§ **Listing**:
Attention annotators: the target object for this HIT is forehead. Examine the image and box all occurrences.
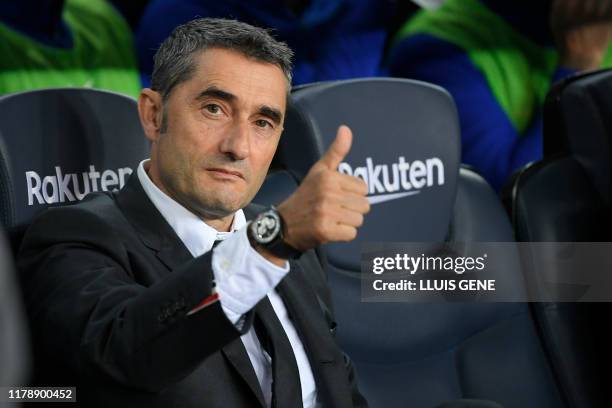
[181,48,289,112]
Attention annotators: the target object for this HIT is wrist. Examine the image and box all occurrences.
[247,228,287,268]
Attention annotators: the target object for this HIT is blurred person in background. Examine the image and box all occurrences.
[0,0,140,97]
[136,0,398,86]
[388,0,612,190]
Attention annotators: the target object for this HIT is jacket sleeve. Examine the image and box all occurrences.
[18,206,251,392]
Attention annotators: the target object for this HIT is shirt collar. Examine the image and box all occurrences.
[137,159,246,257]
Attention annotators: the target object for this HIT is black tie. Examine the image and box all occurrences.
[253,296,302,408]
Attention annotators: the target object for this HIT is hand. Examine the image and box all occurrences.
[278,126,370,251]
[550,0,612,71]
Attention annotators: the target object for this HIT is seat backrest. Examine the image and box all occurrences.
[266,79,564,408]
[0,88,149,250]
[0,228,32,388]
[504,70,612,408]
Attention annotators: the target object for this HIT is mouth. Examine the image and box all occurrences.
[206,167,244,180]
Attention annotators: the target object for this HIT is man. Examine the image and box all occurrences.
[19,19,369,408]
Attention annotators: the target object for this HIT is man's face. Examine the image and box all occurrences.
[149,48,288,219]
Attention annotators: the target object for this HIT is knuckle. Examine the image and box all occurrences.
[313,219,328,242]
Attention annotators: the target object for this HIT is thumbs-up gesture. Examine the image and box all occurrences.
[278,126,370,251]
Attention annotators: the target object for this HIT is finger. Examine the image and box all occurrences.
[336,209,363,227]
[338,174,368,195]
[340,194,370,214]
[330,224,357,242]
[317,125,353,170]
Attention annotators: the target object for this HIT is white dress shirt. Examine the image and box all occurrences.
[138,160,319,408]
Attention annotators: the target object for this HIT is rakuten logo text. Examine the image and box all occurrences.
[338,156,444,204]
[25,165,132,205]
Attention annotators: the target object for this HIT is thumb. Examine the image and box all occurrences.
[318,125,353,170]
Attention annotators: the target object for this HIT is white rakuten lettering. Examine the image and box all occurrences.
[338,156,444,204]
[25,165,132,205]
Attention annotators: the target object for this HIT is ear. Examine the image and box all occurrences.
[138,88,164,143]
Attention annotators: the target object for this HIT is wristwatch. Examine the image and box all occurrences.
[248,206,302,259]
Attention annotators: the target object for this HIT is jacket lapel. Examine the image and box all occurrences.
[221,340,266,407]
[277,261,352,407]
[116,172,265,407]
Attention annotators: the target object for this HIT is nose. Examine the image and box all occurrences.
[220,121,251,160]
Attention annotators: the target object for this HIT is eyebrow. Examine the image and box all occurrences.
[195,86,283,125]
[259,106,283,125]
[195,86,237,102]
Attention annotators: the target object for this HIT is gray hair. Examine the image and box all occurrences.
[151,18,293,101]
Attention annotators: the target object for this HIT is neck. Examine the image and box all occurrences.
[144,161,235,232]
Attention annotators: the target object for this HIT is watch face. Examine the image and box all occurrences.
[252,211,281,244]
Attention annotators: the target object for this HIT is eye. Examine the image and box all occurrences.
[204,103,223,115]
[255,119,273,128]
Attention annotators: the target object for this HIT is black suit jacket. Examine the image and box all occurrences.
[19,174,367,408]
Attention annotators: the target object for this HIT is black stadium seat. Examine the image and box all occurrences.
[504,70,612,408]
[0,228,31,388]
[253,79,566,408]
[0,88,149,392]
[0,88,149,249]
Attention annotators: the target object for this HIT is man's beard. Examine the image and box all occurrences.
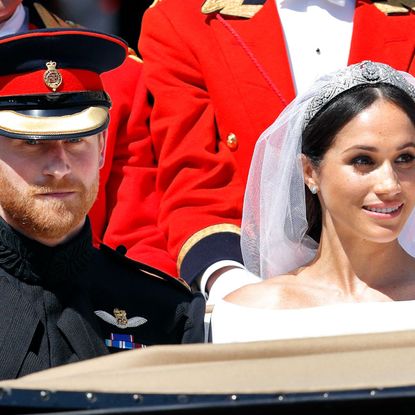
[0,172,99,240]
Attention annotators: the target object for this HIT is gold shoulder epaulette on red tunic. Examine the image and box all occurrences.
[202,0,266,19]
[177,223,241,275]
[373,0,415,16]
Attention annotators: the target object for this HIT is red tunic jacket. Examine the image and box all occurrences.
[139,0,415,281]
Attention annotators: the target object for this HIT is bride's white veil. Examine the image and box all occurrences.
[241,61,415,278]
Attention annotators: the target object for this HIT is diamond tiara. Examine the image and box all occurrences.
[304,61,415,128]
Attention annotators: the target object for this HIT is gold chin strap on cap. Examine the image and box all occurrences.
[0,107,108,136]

...

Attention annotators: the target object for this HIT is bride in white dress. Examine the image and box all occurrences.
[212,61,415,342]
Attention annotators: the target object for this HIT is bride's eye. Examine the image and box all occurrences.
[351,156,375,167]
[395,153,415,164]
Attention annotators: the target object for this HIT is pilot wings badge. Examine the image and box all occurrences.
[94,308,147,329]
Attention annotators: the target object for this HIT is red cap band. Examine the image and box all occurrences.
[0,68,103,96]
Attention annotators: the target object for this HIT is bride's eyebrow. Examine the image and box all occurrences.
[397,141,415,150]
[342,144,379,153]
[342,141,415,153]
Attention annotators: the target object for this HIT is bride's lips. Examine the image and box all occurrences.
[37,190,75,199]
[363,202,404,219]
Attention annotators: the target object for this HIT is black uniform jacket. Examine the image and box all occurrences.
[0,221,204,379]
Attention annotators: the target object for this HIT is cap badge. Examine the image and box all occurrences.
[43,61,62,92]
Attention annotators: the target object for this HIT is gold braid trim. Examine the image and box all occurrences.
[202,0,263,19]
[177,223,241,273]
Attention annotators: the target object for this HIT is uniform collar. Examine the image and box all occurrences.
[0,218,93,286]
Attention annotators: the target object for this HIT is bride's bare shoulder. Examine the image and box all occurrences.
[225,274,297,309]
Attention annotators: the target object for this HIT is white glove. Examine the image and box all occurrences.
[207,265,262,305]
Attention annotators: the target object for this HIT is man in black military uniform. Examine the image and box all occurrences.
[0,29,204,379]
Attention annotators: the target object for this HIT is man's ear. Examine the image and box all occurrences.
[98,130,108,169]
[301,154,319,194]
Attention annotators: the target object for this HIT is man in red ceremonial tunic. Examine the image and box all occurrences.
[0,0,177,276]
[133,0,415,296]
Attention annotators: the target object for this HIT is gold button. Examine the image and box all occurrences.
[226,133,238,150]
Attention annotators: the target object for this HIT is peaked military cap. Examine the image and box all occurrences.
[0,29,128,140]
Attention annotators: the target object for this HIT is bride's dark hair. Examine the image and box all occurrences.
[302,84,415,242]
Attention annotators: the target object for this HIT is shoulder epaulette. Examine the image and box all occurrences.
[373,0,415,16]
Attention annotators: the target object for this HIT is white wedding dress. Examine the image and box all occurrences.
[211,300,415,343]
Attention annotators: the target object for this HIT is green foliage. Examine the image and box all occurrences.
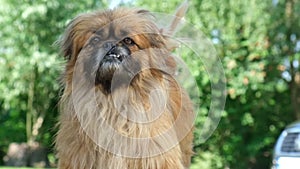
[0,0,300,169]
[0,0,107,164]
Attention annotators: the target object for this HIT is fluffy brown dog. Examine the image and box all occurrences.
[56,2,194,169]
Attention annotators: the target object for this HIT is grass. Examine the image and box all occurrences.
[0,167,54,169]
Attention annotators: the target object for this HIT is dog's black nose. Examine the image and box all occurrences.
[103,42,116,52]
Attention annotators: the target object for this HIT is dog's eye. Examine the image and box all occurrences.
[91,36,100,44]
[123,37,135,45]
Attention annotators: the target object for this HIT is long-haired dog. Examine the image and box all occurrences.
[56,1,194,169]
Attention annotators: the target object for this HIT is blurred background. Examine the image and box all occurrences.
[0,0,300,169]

--

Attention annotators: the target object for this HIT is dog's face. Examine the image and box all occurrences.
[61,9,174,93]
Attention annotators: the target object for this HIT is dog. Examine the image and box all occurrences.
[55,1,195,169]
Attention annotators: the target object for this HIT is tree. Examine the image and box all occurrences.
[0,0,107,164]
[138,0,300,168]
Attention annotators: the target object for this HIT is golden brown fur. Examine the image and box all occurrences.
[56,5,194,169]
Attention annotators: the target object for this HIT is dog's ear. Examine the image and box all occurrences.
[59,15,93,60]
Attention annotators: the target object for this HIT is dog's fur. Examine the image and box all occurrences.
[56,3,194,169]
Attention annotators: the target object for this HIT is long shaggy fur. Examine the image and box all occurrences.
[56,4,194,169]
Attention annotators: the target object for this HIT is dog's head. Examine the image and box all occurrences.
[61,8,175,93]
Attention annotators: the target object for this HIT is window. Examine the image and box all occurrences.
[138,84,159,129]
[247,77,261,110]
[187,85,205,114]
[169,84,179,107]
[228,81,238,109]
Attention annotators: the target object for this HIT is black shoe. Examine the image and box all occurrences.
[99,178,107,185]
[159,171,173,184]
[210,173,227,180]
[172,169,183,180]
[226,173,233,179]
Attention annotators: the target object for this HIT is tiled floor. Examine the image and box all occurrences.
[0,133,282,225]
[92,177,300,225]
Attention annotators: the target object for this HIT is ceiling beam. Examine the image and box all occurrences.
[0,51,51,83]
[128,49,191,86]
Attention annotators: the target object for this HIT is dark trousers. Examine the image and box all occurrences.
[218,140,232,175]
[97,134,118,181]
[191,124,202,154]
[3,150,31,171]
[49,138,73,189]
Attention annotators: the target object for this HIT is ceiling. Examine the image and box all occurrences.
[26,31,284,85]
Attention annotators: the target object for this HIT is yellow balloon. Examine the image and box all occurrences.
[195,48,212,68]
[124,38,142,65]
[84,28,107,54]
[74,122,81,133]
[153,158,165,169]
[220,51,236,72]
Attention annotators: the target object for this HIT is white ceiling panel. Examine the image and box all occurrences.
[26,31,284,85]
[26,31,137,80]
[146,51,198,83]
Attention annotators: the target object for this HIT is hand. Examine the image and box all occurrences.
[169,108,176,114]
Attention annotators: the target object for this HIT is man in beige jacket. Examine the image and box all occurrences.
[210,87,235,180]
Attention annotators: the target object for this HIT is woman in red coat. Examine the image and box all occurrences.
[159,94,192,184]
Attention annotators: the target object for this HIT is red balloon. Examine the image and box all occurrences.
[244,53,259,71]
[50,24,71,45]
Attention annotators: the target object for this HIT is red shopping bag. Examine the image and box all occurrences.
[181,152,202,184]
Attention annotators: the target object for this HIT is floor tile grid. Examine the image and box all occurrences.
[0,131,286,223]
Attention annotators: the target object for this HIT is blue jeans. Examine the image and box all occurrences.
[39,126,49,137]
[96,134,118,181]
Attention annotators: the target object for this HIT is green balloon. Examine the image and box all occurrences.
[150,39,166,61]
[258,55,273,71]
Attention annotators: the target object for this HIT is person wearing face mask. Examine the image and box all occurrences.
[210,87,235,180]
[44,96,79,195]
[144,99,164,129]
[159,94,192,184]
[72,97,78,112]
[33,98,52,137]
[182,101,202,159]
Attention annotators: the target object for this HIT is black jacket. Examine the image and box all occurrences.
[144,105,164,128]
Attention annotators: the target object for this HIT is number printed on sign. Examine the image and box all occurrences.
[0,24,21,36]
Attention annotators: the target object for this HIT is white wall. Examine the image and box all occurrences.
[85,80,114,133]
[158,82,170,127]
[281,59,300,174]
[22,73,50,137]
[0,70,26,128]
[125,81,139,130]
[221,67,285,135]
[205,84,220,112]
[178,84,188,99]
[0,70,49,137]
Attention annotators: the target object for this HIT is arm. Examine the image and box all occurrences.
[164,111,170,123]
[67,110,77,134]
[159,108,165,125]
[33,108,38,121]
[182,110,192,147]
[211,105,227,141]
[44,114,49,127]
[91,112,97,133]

§ **What this task involves**: Repeat word for word the lines from the line with "Attention annotators: the target object for this HIT is diamond" up to and including the line with "[0,107,108,136]".

§ **Answer for the task**:
Attention annotators: the target object for this HIT is diamond tiara. Examine the image and box all occurrences.
[304,61,415,128]
Attention annotators: the target object for this HIT is gold chin strap on cap. Examine the image and box all occurrences.
[0,107,108,136]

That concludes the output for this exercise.